_WRITTEN TASK:_ Can you rename "Emitted" to "Output" in every one of the entries below and write out their lines again, changing nothing else and leaving the pictures out?

--- Begin SUPPLIED DATA ---

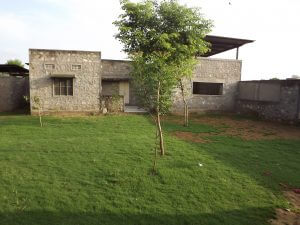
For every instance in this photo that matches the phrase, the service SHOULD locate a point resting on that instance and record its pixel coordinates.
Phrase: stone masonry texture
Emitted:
(285, 108)
(12, 92)
(88, 88)
(86, 84)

--- End SUPPLIED DATA ---

_ANSWER TO THIS TASK:_
For every instance in this photo that matches the phrase, the service SHOULD locate a point resting on that instance and record its pixel coordinates.
Phrase: stone masonry texture
Output:
(285, 108)
(12, 92)
(88, 88)
(86, 84)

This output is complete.